España está secuestrada
por Juan Torres López
Supongo que la mejor expresión de la libertad de un país
es la que efectivamente tienen sus ciudadanos. Y, desde ese punto de
vista, creo que se puede decir que España no es libre. Al menos, desde
mayo de 2010, cuando José Luis Rodríguez Zapatero cambió de política y
puso a España a la orden de los capitales financieros y de sus
representantes políticos mundiales.
Desde entonces, los españoles no disfrutamos de libertad. Hemos
podido votar sin coacciones, bien es cierto (aunque sin entrar en la
naturaleza de la ley electoral, del desigual acceso a los medios o a la
financiación, o en los privilegios de los distintos partidos en
contienda por el voto), pero también lo es que no podemos evitar que
nuestros representantes elegidos tomen decisiones manifiesta y
materialmente contrarias a los programas que votamos, o que hagan lo que
se comprometieron a no hacer cuando nos pidieron el voto. Cambiaron la
Constitución sin consultarnos y aplican políticas opuestas a las que
constan en sus programas electorales sin que tengamos manera de
impedirlo.
El propio presidente Rajoy reconoció en el Parlamento que ni él ni
los españoles somos libres, y la práctica totalidad de los demás
diputados y diputadas lo asumió sin rechistar, sin reaccionar y sin que
se les cayera la cara de vergüenza por aceptar en silencio una auténtica
condición de simples mariachis.
Los españoles no somos libres para decidir la política económica que
queremos que siga el gobierno, ni para establecer en beneficio de quién
debe tomar sus decisiones.

-- Completa lo siguiente --
**A)** Enumera a todas las personas que aparecen con su nombre en el artículo sobre la falta de libertad en España.
**B)** Prolonga el artículo sobre la falta de libertad en España con la parte que seguiría a su última oración.
Los datos no son necesarios para resolver nada de esto.

-- Datos para examinar --
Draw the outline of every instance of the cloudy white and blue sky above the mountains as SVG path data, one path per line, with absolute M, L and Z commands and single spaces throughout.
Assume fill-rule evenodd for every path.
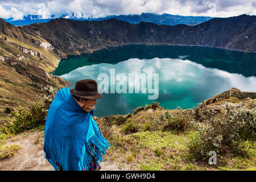
M 23 19 L 27 14 L 47 19 L 63 14 L 67 15 L 65 18 L 100 18 L 141 13 L 212 17 L 256 15 L 256 0 L 0 0 L 0 18 L 14 20 Z

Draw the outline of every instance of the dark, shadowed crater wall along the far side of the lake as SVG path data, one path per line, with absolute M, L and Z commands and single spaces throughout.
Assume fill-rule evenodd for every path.
M 100 22 L 59 18 L 19 28 L 46 39 L 53 47 L 69 55 L 138 43 L 256 52 L 256 16 L 250 15 L 213 18 L 196 26 L 159 26 L 148 22 L 130 24 L 114 18 Z

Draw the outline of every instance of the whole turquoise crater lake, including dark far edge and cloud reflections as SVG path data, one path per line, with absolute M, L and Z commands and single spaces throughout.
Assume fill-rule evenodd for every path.
M 72 89 L 76 81 L 82 79 L 93 79 L 102 85 L 98 76 L 105 73 L 109 78 L 109 88 L 105 91 L 109 93 L 102 93 L 104 97 L 97 100 L 95 114 L 100 117 L 133 113 L 138 106 L 153 101 L 160 102 L 166 109 L 177 106 L 188 109 L 232 87 L 256 92 L 255 68 L 255 53 L 207 47 L 129 45 L 68 56 L 60 61 L 53 74 L 71 81 L 69 88 Z M 115 77 L 111 76 L 111 70 Z M 118 80 L 118 73 L 127 80 Z M 153 95 L 147 88 L 148 82 L 139 82 L 142 84 L 137 85 L 139 93 L 128 93 L 129 73 L 157 73 L 159 93 L 156 100 L 148 100 L 148 96 Z M 111 79 L 114 82 L 110 82 Z M 155 80 L 152 81 L 153 89 Z M 118 85 L 127 93 L 117 93 Z M 110 93 L 110 88 L 115 89 L 114 93 Z M 146 88 L 146 93 L 142 93 L 142 88 Z

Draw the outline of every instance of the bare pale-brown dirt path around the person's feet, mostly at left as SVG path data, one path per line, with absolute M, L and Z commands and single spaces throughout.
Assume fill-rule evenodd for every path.
M 43 139 L 43 131 L 10 138 L 6 144 L 19 144 L 20 149 L 11 158 L 0 160 L 0 171 L 53 171 L 51 164 L 43 158 Z M 101 171 L 130 170 L 126 166 L 119 168 L 113 161 L 103 161 L 100 165 Z

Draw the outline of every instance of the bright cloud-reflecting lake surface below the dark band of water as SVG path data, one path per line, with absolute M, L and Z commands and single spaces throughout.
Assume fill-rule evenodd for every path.
M 110 80 L 110 69 L 115 69 L 115 75 L 124 73 L 158 73 L 158 102 L 166 109 L 176 106 L 189 108 L 214 95 L 229 90 L 232 87 L 242 91 L 256 92 L 256 77 L 245 77 L 237 73 L 221 71 L 217 68 L 207 68 L 201 64 L 182 59 L 129 59 L 117 64 L 100 63 L 77 68 L 60 77 L 71 81 L 69 88 L 74 88 L 76 81 L 93 79 L 97 81 L 100 73 L 106 73 Z M 99 81 L 97 81 L 99 83 Z M 115 84 L 117 84 L 117 80 Z M 110 85 L 109 85 L 110 88 Z M 128 86 L 127 86 L 128 88 Z M 150 94 L 151 95 L 151 94 Z M 104 94 L 98 100 L 96 115 L 126 114 L 145 104 L 151 104 L 147 94 Z M 109 106 L 106 108 L 106 106 Z

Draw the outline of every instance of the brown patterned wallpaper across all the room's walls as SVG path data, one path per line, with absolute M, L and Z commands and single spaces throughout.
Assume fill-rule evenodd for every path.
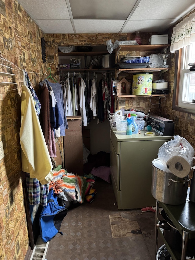
M 147 44 L 151 34 L 143 34 L 143 44 Z M 41 58 L 41 37 L 46 39 L 46 63 Z M 15 0 L 0 0 L 0 55 L 14 63 L 1 59 L 1 64 L 12 67 L 15 77 L 0 76 L 0 82 L 16 82 L 16 85 L 0 86 L 0 141 L 3 141 L 5 157 L 0 161 L 0 259 L 23 260 L 28 249 L 27 222 L 24 208 L 21 150 L 19 143 L 20 96 L 23 82 L 23 66 L 38 93 L 38 83 L 42 74 L 51 65 L 58 64 L 59 45 L 105 45 L 106 41 L 133 40 L 135 34 L 43 34 L 23 7 Z M 153 109 L 154 112 L 173 119 L 176 134 L 185 137 L 195 146 L 195 116 L 172 110 L 174 81 L 174 55 L 172 69 L 166 73 L 170 94 L 166 101 L 158 105 L 159 99 L 150 104 L 150 98 L 121 100 L 120 106 L 127 108 Z M 58 80 L 58 73 L 51 65 L 52 77 Z M 0 71 L 6 71 L 0 65 Z M 31 73 L 31 72 L 36 72 Z M 39 74 L 40 73 L 40 74 Z M 60 140 L 63 150 L 62 139 Z

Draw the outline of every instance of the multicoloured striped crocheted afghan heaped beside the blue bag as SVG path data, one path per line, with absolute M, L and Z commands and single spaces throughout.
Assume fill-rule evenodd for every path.
M 64 201 L 77 201 L 83 203 L 85 199 L 86 179 L 82 176 L 68 173 L 59 165 L 53 169 L 53 180 L 49 183 L 49 190 L 54 189 L 55 193 Z

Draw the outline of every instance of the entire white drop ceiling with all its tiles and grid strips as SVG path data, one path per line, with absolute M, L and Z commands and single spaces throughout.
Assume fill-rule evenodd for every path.
M 19 0 L 19 3 L 44 33 L 163 32 L 195 9 L 195 0 Z

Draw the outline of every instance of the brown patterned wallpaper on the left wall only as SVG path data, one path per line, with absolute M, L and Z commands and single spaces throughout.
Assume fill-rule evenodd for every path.
M 0 259 L 5 260 L 23 260 L 29 245 L 21 178 L 20 85 L 23 66 L 36 73 L 46 69 L 41 58 L 42 36 L 39 27 L 17 1 L 0 0 L 0 63 L 12 68 L 0 65 L 0 71 L 16 74 L 0 76 L 0 82 L 17 83 L 0 85 L 0 141 L 3 141 L 5 153 L 0 161 Z M 35 87 L 40 80 L 41 75 L 38 75 L 29 73 Z

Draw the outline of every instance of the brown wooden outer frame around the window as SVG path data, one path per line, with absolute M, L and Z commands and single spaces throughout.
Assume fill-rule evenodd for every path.
M 175 52 L 175 73 L 174 73 L 174 85 L 173 85 L 173 103 L 172 110 L 195 114 L 195 109 L 187 109 L 178 106 L 179 100 L 179 81 L 180 81 L 180 73 L 181 73 L 181 64 L 182 64 L 182 49 L 179 49 Z

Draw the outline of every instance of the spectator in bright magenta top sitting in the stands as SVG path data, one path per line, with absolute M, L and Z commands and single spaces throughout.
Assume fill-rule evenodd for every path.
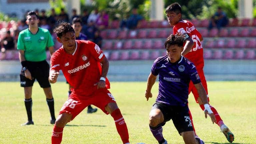
M 101 11 L 100 15 L 96 19 L 96 27 L 100 30 L 108 27 L 108 14 L 106 11 Z

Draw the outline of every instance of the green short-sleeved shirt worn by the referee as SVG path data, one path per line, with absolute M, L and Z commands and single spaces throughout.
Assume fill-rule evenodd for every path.
M 53 45 L 51 34 L 47 29 L 39 27 L 38 32 L 32 34 L 27 28 L 19 33 L 17 49 L 24 50 L 25 60 L 38 62 L 46 60 L 45 49 Z

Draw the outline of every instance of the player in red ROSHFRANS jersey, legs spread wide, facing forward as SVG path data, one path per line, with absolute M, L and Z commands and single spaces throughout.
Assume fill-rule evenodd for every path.
M 67 81 L 73 86 L 68 100 L 62 106 L 52 131 L 52 144 L 60 144 L 63 128 L 88 105 L 93 104 L 114 118 L 122 142 L 129 144 L 129 134 L 116 100 L 108 91 L 106 79 L 109 62 L 99 46 L 91 41 L 75 39 L 71 24 L 60 23 L 54 32 L 62 43 L 51 57 L 49 81 L 57 81 L 62 70 Z M 101 66 L 102 65 L 102 66 Z

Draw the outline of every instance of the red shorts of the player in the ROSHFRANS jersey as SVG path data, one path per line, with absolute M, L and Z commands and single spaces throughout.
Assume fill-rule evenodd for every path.
M 72 92 L 68 100 L 62 106 L 59 115 L 62 113 L 70 113 L 72 114 L 71 120 L 73 120 L 88 105 L 95 105 L 104 113 L 109 114 L 105 110 L 108 103 L 116 103 L 116 100 L 106 88 L 98 89 L 90 96 L 80 96 Z

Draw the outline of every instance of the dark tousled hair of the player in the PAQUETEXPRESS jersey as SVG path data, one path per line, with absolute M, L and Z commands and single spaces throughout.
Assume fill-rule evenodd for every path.
M 179 32 L 175 35 L 171 34 L 164 42 L 164 46 L 165 46 L 165 49 L 167 49 L 170 45 L 176 45 L 176 44 L 179 47 L 182 47 L 184 42 L 185 42 L 185 35 L 182 32 Z

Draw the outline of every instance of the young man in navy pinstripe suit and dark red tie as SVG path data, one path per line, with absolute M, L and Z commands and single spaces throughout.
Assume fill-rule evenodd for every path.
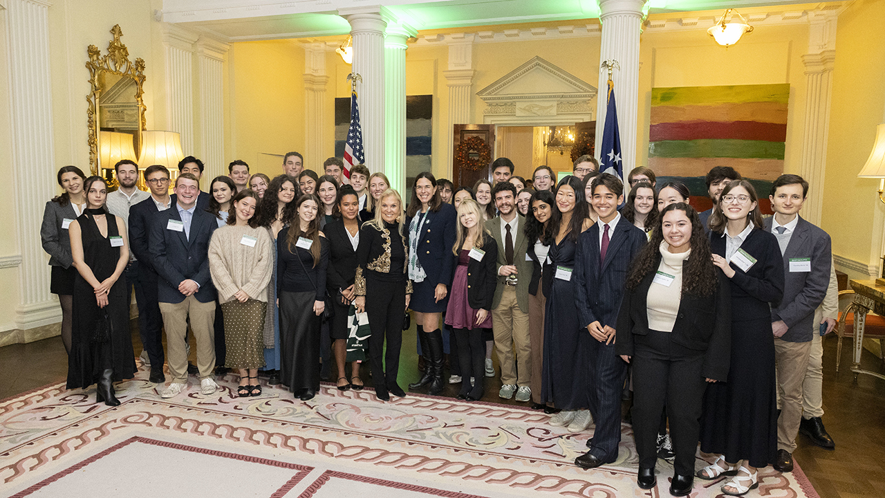
M 630 261 L 648 239 L 645 232 L 618 213 L 624 185 L 604 173 L 592 183 L 598 221 L 578 239 L 573 272 L 574 294 L 581 324 L 593 336 L 589 354 L 590 413 L 596 424 L 589 451 L 575 459 L 584 469 L 612 463 L 620 443 L 620 393 L 627 363 L 614 350 L 615 323 Z

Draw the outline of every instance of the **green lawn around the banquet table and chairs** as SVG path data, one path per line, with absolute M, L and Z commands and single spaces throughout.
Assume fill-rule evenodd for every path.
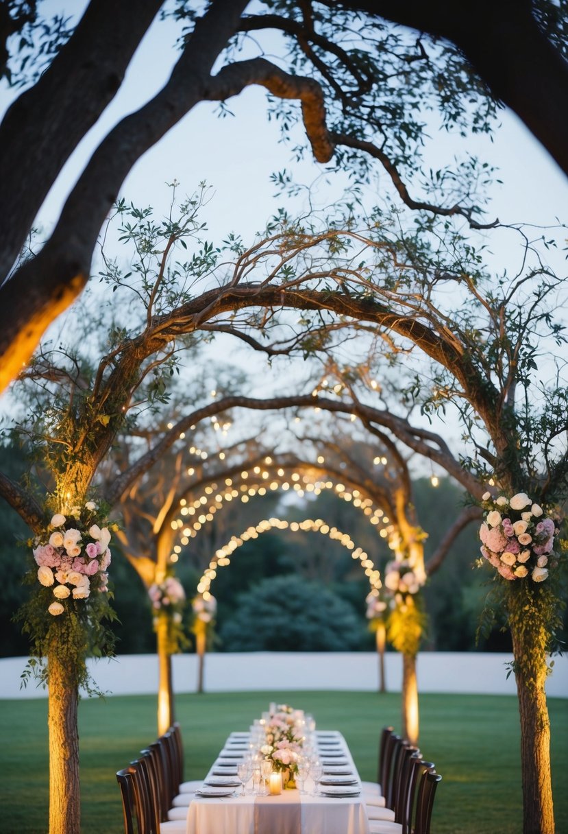
M 252 692 L 177 696 L 186 778 L 202 776 L 227 733 L 247 729 L 268 701 L 290 702 L 321 729 L 346 736 L 363 779 L 376 771 L 381 726 L 400 726 L 400 696 L 372 692 Z M 556 831 L 568 831 L 568 701 L 549 700 Z M 122 834 L 115 771 L 156 736 L 156 699 L 82 701 L 79 711 L 83 834 Z M 47 831 L 47 701 L 2 701 L 0 802 L 3 834 Z M 443 781 L 434 834 L 520 834 L 519 719 L 509 696 L 421 696 L 421 751 Z M 221 832 L 220 832 L 221 834 Z

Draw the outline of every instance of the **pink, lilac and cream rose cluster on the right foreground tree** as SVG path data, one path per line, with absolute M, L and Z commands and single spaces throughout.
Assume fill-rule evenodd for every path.
M 481 555 L 506 580 L 543 582 L 558 556 L 554 550 L 559 532 L 554 520 L 524 492 L 512 498 L 489 492 L 482 497 L 484 521 L 479 530 Z

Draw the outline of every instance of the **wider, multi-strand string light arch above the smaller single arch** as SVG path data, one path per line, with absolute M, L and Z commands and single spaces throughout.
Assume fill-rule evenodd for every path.
M 375 463 L 378 460 L 381 463 L 384 460 L 386 463 L 386 459 L 376 459 Z M 317 459 L 318 466 L 323 465 L 324 462 L 322 457 Z M 267 466 L 272 465 L 272 458 L 265 458 L 265 464 Z M 309 465 L 306 462 L 306 467 Z M 255 480 L 254 483 L 248 482 L 251 476 L 251 480 Z M 199 530 L 212 522 L 214 515 L 222 509 L 222 505 L 226 501 L 241 500 L 243 504 L 246 504 L 255 495 L 267 495 L 267 493 L 275 490 L 286 492 L 292 489 L 299 498 L 302 498 L 306 493 L 320 495 L 322 490 L 333 490 L 342 500 L 361 510 L 370 524 L 381 524 L 379 530 L 381 538 L 390 538 L 394 532 L 394 526 L 381 507 L 377 507 L 368 496 L 365 497 L 361 490 L 348 488 L 340 482 L 321 480 L 316 478 L 315 475 L 302 475 L 297 470 L 286 476 L 286 470 L 282 466 L 279 466 L 275 472 L 271 472 L 267 468 L 256 465 L 251 469 L 243 469 L 239 477 L 240 484 L 238 484 L 238 478 L 226 478 L 223 485 L 216 482 L 207 485 L 203 494 L 192 501 L 187 501 L 185 498 L 179 501 L 179 515 L 171 521 L 171 527 L 180 536 L 180 544 L 173 546 L 172 553 L 169 556 L 171 562 L 177 562 L 179 554 L 182 552 L 182 546 L 188 545 L 189 540 L 195 538 Z

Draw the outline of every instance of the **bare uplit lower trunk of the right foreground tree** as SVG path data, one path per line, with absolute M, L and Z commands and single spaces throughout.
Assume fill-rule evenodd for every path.
M 512 605 L 521 605 L 516 595 Z M 546 706 L 546 651 L 541 628 L 518 611 L 511 616 L 516 689 L 521 717 L 523 834 L 554 834 L 551 722 Z

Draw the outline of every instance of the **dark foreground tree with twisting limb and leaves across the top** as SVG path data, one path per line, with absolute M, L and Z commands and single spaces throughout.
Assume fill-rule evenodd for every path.
M 0 124 L 0 210 L 5 219 L 0 232 L 0 389 L 27 362 L 47 324 L 86 284 L 97 236 L 127 173 L 197 103 L 224 108 L 243 89 L 260 85 L 270 93 L 269 112 L 285 134 L 292 122 L 303 122 L 306 147 L 318 162 L 335 159 L 338 168 L 355 177 L 365 177 L 371 163 L 377 163 L 403 203 L 461 214 L 472 224 L 486 222 L 476 188 L 487 169 L 465 159 L 456 170 L 423 172 L 421 148 L 436 133 L 436 123 L 461 133 L 490 129 L 495 98 L 463 56 L 461 44 L 440 39 L 436 27 L 428 34 L 424 23 L 418 26 L 422 34 L 406 28 L 416 26 L 412 20 L 393 26 L 386 21 L 393 16 L 390 3 L 384 9 L 381 3 L 367 10 L 363 5 L 287 0 L 248 10 L 246 0 L 212 0 L 204 6 L 141 0 L 134 8 L 92 0 L 75 23 L 64 13 L 43 18 L 41 0 L 2 4 L 2 71 L 22 92 Z M 531 41 L 547 44 L 550 54 L 539 68 L 566 83 L 566 73 L 557 66 L 563 60 L 558 44 L 566 23 L 564 4 L 555 16 L 556 4 L 540 0 L 534 17 L 528 3 L 493 5 L 502 15 L 506 9 L 514 20 L 521 19 L 528 48 Z M 407 6 L 414 4 L 401 4 L 402 11 Z M 484 10 L 488 31 L 506 41 L 501 22 Z M 69 189 L 42 249 L 18 262 L 52 184 L 121 87 L 133 53 L 160 15 L 179 22 L 182 48 L 170 78 L 102 137 Z M 450 17 L 459 16 L 455 11 Z M 449 31 L 441 34 L 452 38 Z M 479 43 L 486 43 L 486 34 L 476 34 Z M 476 55 L 468 54 L 475 65 Z M 531 72 L 530 60 L 522 65 Z M 497 75 L 506 81 L 509 73 L 501 68 Z M 502 88 L 497 94 L 508 100 Z M 528 108 L 545 102 L 540 94 L 526 96 Z M 549 105 L 549 111 L 551 120 L 560 123 L 561 108 Z M 539 109 L 534 121 L 541 120 Z M 568 147 L 560 128 L 557 133 L 560 147 Z M 305 149 L 297 148 L 298 153 Z M 431 193 L 425 188 L 432 188 Z

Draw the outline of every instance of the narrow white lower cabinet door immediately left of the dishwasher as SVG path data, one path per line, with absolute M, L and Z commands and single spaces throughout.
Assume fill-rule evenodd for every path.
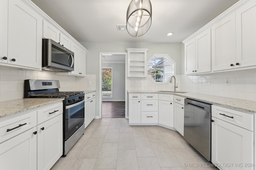
M 184 106 L 174 103 L 174 128 L 184 135 Z

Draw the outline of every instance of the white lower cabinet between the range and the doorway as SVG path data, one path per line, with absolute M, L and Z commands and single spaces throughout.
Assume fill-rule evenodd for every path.
M 84 125 L 85 128 L 92 122 L 95 118 L 95 96 L 96 92 L 85 94 L 84 103 Z

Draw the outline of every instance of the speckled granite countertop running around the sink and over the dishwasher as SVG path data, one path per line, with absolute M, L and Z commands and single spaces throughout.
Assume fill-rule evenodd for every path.
M 214 96 L 209 94 L 200 94 L 200 93 L 168 93 L 168 92 L 157 92 L 157 91 L 136 91 L 130 90 L 128 93 L 162 93 L 162 94 L 175 94 L 176 96 L 190 98 L 193 100 L 198 100 L 201 102 L 206 102 L 218 106 L 228 107 L 231 109 L 236 109 L 240 111 L 245 111 L 248 113 L 256 113 L 256 101 L 252 100 L 242 100 L 236 98 L 228 98 L 222 96 Z

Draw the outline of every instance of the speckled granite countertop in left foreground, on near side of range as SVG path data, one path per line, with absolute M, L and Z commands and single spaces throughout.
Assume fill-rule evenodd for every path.
M 64 98 L 24 98 L 0 102 L 0 118 L 62 100 Z

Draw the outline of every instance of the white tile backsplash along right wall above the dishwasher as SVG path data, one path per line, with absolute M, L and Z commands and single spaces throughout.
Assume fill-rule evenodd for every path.
M 256 69 L 182 75 L 180 81 L 182 91 L 256 100 Z

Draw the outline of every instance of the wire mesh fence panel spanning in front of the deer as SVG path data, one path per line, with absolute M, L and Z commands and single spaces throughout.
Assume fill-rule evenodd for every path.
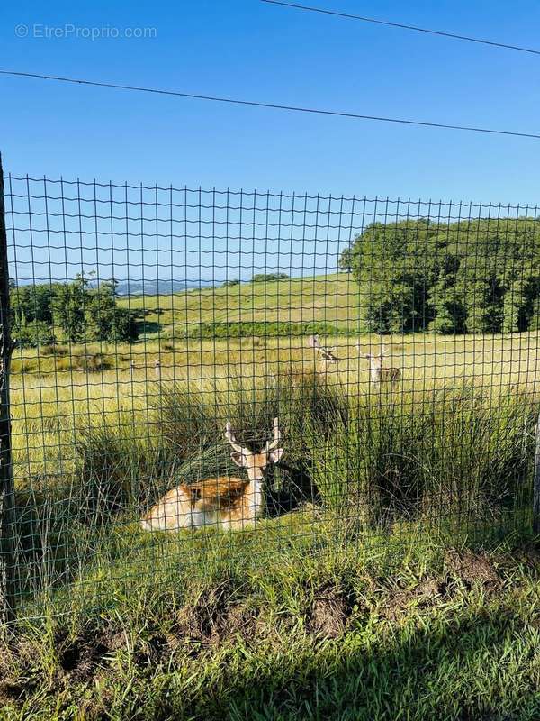
M 4 202 L 20 616 L 530 529 L 536 207 L 11 175 Z

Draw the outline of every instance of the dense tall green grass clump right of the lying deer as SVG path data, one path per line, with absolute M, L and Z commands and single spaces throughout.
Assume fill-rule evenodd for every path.
M 310 429 L 325 505 L 366 526 L 398 518 L 490 522 L 523 507 L 534 461 L 535 400 L 464 387 L 350 397 L 328 437 Z

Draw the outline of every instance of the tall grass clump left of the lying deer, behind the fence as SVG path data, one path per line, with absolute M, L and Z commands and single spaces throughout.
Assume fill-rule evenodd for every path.
M 102 552 L 114 527 L 138 518 L 174 476 L 174 459 L 142 417 L 87 424 L 73 439 L 74 467 L 33 477 L 16 491 L 19 593 L 67 582 Z

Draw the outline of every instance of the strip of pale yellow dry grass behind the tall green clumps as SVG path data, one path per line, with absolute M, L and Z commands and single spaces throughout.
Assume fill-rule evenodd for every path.
M 325 339 L 335 345 L 340 359 L 329 371 L 330 384 L 351 394 L 373 393 L 367 360 L 356 351 L 356 338 Z M 363 351 L 378 347 L 378 339 L 365 336 Z M 402 388 L 417 393 L 437 387 L 462 386 L 464 381 L 494 398 L 508 388 L 534 392 L 538 382 L 538 333 L 511 336 L 441 337 L 413 335 L 386 337 L 388 362 L 402 370 Z M 103 353 L 112 360 L 110 370 L 85 372 L 81 355 Z M 73 367 L 70 367 L 73 358 Z M 161 385 L 155 360 L 161 360 Z M 135 363 L 132 378 L 130 360 Z M 150 341 L 119 346 L 89 344 L 73 347 L 71 354 L 41 357 L 36 349 L 15 352 L 12 388 L 14 460 L 18 477 L 62 473 L 72 461 L 72 434 L 95 419 L 113 421 L 121 414 L 137 418 L 141 434 L 148 429 L 148 407 L 172 383 L 202 393 L 212 402 L 216 390 L 226 392 L 238 379 L 264 387 L 267 378 L 286 370 L 311 372 L 318 360 L 302 338 L 235 339 L 229 341 Z M 399 395 L 397 396 L 399 399 Z

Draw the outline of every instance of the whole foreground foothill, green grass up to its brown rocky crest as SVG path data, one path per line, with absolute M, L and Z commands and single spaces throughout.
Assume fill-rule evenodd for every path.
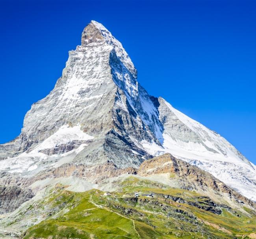
M 137 175 L 87 185 L 86 192 L 74 192 L 74 180 L 62 182 L 33 184 L 42 190 L 0 219 L 1 238 L 233 239 L 256 232 L 255 203 L 170 154 L 143 162 Z

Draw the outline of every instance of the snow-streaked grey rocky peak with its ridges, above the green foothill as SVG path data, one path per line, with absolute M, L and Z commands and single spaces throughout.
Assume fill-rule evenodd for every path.
M 164 153 L 256 200 L 256 166 L 219 134 L 148 95 L 122 44 L 91 21 L 54 89 L 26 113 L 20 135 L 0 145 L 0 184 L 25 190 L 72 177 L 74 187 L 87 188 Z M 39 189 L 20 193 L 13 205 Z

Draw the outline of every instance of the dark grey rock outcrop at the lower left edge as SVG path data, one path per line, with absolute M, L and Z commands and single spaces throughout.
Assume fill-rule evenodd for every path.
M 16 185 L 0 185 L 0 214 L 14 211 L 33 196 L 34 194 L 30 189 Z

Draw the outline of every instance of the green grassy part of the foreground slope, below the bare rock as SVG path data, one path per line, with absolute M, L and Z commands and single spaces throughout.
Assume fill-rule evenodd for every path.
M 135 199 L 134 192 L 153 192 L 155 197 Z M 75 193 L 57 187 L 50 197 L 31 205 L 29 210 L 44 207 L 47 213 L 24 239 L 245 239 L 256 232 L 254 211 L 211 205 L 195 192 L 136 177 L 120 182 L 110 196 L 99 190 Z

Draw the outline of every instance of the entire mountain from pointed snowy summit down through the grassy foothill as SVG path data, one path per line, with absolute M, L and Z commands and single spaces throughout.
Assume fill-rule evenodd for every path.
M 20 135 L 0 145 L 0 175 L 3 238 L 256 238 L 256 166 L 148 95 L 95 21 Z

-- Tareas resueltas --
**A)** Juan Torres López, José Luis Rodríguez Zapatero y Rajoy.

**B)**
Los españoles no somos libres para pararle los pies a la Troika que
al servicio de los grandes banqueros condiciona sin disimulo la política
del gobierno, arruinando con ella a miles de empresarios y condenando
al paro a millones de personas. Ni tampoco a las grandes empresas que se
aprovechan de su poder de mercado para elevar los precios a su antojo
obteniendo beneficios extraordinarios, o para imponer condiciones
laborales y fiscales vergonzosas que les permiten evadir impuestos y
desentenderse de las necesidades sociales. Y, por supuesto, no tenemos
libertad para poder investigar sus cientos de comportamientos ilegales y
abusos. O para evitar el tráfico continuo de políticos hacia sus
consejos de administración para venderle favores e información
privilegiada.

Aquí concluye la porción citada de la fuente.